### [Consigne]
D'après le document, quel est le seul accord commercial applicable en l'espèce ?

19. L’article 518 de l’ACI définit « fournisseur » comme suit :

« [F]ournisseur » Personne qui, après évaluation de ses capacités financières, techniques et commerciales, est jugée en mesure d’exécuter un marché public donné. Sont également visées par la présente définition les personnes qui soumettent une offre en vue d’obtenir un marché public de construction.

20. La Loi sur le TCCE prévoit que l’expression « fournisseur potentiel » signifie, sous réserve des règlements établis en vertu de l’alinéa 40f.1), tout soumissionnaire même potentiel d’un contrat spécifique.

21. Le Tribunal est d’avis que Régence a interprété le terme « fournisseur » comme signifiant « fabricant ». L’opinion qu’un fournisseur doit être un fabricant n’est pas corroborée par l’usage de ce mot dans l’ACI, qui, en l’espèce, est le seul accord commercial applicable, et n’est pas non plus conforme ni à l’usage courant ni à la jurisprudence du Tribunal. Un fournisseur ou fournisseur potentiel est une entité en mesure d’exécuter les modalités d’une DP. Le Tribunal est d’avis que cela pourrait inclure des distributeurs, des grossistes, des détaillants et d’autres vendeurs potentiels en plus des fabricants. La plainte échoue donc sur ce plan.

Disposition sur le contenu canadien

22. Régence a soutenu qu’il n’y a eu aucun changement au cours des dernières années dans l’industrie de la chaussure en ce qui concerne les fabricants canadiens du produit demandé. La clause de contenu canadien n’aurait donc pas dû être incluse et surtout n’aurait pas dû être appliquée pour l’adjudication du contrat.

### [Données fournies]
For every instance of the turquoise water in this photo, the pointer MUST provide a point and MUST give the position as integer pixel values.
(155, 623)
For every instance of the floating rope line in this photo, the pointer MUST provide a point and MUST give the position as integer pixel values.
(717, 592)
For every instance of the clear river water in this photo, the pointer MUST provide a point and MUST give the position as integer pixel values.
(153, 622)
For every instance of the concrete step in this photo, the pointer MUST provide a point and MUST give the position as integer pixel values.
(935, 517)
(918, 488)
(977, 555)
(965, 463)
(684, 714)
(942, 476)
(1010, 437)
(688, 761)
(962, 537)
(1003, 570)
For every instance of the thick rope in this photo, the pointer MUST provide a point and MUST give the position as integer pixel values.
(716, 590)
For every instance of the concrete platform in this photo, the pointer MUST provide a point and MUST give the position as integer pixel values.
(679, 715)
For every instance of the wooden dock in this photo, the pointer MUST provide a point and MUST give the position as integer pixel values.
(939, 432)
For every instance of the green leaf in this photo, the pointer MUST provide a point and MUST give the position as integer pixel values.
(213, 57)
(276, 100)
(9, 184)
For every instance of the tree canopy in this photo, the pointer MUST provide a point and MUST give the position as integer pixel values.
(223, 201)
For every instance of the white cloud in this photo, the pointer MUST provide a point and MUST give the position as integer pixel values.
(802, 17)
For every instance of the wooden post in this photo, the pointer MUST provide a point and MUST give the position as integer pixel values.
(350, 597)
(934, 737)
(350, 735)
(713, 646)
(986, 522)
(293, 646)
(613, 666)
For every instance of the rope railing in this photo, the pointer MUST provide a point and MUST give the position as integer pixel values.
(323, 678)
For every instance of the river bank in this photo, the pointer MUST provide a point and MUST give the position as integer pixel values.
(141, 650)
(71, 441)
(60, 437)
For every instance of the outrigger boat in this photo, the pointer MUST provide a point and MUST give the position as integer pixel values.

### [Réponse]
L'ACI est le seul accord commercial applicable en l'espèce.